* _Task description_:
Search the records below for the word "positive", then return every line where it appears.

[[ Material for this task open ]]

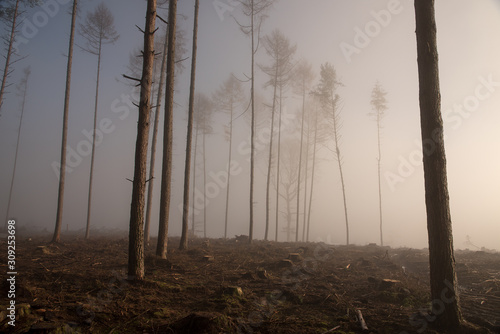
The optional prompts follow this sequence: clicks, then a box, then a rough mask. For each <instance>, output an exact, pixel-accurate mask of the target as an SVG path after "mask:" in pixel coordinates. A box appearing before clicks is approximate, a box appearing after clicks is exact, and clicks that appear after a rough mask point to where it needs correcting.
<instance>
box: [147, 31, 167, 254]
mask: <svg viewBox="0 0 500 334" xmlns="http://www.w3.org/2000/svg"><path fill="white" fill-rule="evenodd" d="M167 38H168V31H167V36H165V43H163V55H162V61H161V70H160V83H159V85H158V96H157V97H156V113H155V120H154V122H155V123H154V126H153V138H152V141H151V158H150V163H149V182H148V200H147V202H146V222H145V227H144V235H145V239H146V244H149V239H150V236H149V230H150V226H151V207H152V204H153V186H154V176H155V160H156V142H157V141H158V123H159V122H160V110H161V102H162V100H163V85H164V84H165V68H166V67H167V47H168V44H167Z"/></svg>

[[ Material for this task closed ]]
[[ Material for this task open ]]

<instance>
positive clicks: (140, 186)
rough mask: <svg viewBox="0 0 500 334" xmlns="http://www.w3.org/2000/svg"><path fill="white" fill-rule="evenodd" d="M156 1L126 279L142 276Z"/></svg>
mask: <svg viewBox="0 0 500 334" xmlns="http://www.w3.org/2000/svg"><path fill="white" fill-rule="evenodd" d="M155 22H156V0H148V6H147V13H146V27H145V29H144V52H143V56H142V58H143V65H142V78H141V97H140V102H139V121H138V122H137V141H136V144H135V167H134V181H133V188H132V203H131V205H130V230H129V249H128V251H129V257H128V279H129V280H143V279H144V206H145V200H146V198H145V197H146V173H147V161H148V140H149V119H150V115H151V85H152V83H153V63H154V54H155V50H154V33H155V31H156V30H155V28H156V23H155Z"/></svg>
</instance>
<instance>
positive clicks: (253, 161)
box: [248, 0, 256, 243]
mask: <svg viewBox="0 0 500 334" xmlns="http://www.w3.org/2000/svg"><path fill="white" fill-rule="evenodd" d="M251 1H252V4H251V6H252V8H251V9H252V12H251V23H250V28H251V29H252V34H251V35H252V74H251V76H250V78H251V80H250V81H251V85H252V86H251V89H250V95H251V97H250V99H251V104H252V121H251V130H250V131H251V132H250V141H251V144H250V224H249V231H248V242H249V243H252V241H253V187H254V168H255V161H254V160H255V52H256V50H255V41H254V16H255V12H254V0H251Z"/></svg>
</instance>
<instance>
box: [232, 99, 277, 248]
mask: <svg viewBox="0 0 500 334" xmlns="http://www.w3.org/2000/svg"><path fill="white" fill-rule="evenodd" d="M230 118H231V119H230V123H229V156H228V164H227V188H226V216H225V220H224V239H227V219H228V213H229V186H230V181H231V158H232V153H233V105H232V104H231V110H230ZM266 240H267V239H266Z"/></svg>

[[ Material for this task closed ]]

* _Result for this task_:
positive clicks: (140, 186)
positive clicks: (253, 161)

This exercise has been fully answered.